TASK DIRECTIONS — Copy exactly the run of lines that begins at the line with "the mountain range." and ends at the final line of the entries.

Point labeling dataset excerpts

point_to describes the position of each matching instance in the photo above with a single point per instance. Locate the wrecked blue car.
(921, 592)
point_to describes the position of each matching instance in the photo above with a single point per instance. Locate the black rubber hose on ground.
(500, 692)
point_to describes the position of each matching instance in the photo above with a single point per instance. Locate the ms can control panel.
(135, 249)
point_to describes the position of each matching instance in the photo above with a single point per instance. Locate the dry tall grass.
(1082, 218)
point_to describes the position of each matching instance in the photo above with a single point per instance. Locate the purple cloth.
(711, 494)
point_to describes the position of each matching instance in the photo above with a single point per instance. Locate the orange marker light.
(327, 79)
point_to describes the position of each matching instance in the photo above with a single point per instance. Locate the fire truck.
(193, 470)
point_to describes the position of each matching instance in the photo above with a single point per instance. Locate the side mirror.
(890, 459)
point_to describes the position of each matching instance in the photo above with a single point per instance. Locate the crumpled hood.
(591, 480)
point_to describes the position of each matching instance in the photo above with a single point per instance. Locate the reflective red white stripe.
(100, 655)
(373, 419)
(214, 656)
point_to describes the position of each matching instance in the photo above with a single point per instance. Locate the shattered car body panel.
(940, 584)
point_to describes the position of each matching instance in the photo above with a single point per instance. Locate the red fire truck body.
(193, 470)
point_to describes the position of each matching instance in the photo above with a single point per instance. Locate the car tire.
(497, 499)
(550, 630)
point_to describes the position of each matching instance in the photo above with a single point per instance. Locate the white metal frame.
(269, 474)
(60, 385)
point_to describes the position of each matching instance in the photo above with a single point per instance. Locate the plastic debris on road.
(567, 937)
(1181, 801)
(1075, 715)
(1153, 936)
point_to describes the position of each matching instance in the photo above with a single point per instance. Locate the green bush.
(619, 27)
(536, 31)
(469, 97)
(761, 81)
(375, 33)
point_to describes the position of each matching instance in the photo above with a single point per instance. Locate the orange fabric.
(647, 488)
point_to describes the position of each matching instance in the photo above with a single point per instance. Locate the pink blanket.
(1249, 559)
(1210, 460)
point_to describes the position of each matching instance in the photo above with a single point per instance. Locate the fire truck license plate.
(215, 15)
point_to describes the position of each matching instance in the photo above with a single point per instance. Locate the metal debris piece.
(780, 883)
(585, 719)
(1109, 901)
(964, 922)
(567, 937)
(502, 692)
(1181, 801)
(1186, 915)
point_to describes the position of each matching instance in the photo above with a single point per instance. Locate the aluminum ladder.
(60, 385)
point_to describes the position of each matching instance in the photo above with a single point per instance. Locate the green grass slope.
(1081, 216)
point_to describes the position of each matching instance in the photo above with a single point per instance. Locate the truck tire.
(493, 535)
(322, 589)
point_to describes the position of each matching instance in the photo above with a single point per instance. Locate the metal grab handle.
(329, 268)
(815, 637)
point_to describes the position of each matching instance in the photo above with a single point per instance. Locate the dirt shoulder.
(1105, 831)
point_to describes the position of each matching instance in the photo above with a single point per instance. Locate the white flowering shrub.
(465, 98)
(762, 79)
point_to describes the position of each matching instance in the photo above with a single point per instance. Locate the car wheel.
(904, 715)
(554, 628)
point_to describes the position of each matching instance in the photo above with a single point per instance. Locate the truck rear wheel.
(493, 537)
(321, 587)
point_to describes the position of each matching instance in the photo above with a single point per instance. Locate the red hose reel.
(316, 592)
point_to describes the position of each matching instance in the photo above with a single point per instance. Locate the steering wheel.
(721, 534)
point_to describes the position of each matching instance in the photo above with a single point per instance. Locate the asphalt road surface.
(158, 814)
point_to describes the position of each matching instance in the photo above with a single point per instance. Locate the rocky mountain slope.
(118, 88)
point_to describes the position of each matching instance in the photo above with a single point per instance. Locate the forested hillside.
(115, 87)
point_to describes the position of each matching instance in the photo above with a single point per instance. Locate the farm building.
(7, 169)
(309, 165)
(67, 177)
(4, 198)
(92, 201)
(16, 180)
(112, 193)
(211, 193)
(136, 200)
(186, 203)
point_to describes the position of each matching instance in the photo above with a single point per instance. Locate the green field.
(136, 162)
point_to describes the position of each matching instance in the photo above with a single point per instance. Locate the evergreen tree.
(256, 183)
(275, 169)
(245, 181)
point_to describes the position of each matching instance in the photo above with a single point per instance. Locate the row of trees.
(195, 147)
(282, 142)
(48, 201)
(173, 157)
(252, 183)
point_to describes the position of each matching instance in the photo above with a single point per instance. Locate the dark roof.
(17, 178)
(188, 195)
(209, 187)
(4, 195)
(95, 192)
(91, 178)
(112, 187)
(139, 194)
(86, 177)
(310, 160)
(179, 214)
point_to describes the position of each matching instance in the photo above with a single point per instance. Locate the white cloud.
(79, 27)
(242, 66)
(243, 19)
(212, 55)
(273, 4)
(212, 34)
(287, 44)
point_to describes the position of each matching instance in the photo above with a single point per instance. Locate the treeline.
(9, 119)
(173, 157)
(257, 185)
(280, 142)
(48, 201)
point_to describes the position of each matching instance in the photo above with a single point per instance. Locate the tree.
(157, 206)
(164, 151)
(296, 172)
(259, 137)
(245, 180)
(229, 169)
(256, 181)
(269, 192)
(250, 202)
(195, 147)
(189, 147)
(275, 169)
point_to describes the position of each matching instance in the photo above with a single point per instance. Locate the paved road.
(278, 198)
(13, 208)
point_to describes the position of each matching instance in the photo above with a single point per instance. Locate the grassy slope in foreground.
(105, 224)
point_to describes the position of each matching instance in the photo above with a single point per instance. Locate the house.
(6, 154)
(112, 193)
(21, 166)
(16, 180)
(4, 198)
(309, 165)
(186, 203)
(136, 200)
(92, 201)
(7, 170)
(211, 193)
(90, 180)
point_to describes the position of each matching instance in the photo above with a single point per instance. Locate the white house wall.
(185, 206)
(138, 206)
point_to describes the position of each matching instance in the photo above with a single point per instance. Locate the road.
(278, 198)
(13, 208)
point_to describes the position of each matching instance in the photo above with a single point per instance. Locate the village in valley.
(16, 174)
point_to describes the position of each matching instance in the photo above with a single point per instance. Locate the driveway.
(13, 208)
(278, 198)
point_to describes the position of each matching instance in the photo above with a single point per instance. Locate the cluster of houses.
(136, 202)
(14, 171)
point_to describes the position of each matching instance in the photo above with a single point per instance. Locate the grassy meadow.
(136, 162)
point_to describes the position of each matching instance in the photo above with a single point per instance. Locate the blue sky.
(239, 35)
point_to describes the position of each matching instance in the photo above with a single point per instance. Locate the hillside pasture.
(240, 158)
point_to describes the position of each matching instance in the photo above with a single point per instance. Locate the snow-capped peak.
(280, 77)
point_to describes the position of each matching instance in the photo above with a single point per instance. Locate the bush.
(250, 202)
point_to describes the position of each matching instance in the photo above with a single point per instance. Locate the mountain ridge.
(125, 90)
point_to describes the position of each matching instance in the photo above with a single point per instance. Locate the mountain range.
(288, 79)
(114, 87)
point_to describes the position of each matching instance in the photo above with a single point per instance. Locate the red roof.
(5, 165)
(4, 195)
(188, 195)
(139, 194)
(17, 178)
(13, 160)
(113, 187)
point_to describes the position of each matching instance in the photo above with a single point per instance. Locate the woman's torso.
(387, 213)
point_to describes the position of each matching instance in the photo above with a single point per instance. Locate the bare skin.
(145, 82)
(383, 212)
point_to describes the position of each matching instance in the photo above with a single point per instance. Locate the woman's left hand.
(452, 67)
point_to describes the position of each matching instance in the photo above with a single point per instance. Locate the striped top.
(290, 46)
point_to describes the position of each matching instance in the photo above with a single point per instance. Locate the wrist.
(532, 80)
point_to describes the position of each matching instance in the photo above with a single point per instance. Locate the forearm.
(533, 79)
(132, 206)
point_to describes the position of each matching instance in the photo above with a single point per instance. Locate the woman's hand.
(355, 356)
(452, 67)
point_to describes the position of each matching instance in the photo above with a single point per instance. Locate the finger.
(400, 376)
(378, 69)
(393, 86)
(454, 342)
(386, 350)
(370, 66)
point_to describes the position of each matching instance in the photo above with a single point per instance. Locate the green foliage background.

COMPLETED EXERCISE —
point_to describes the position of each matching instance in the photo above with a single point per instance. Locate the mountain range.
(288, 79)
(114, 87)
point_to describes the position of each matching instance in the photo above with a single point per instance. Locate the red roof.
(5, 165)
(4, 195)
(188, 195)
(139, 194)
(17, 178)
(13, 160)
(113, 187)
point_to describes the position of each matching instance in the photo above with a single point per instance. Locate the woman's torso.
(387, 213)
point_to describes the position of each matching instance in the photo above with a single point per instance. Locate the bare skin.
(145, 82)
(383, 212)
point_to describes the position of each matching instance in the photo above with a single point per instance. Locate the woman's left hand.
(452, 67)
point_to describes the position of each matching instance in the photo above with a single point per instance. Locate the striped top.
(290, 46)
point_to describes the position of each matching instance in the photo above with a single point per instance. Locate the wrist.
(532, 80)
point_to describes the position of each matching instance in the photo above with a single point per instance. Locate the forearm.
(533, 79)
(132, 206)
point_to describes the position of each matching instance in the photo above with a single point per instance. Locate the woman's hand.
(355, 356)
(452, 67)
point_to describes the position of each matching instance in the photo above with a single point per instance. Locate the finger.
(400, 376)
(378, 69)
(393, 86)
(454, 342)
(386, 350)
(370, 66)
point_to describes the position of each matching instance in the photo above with a single point per instance. Locate the green foliage background.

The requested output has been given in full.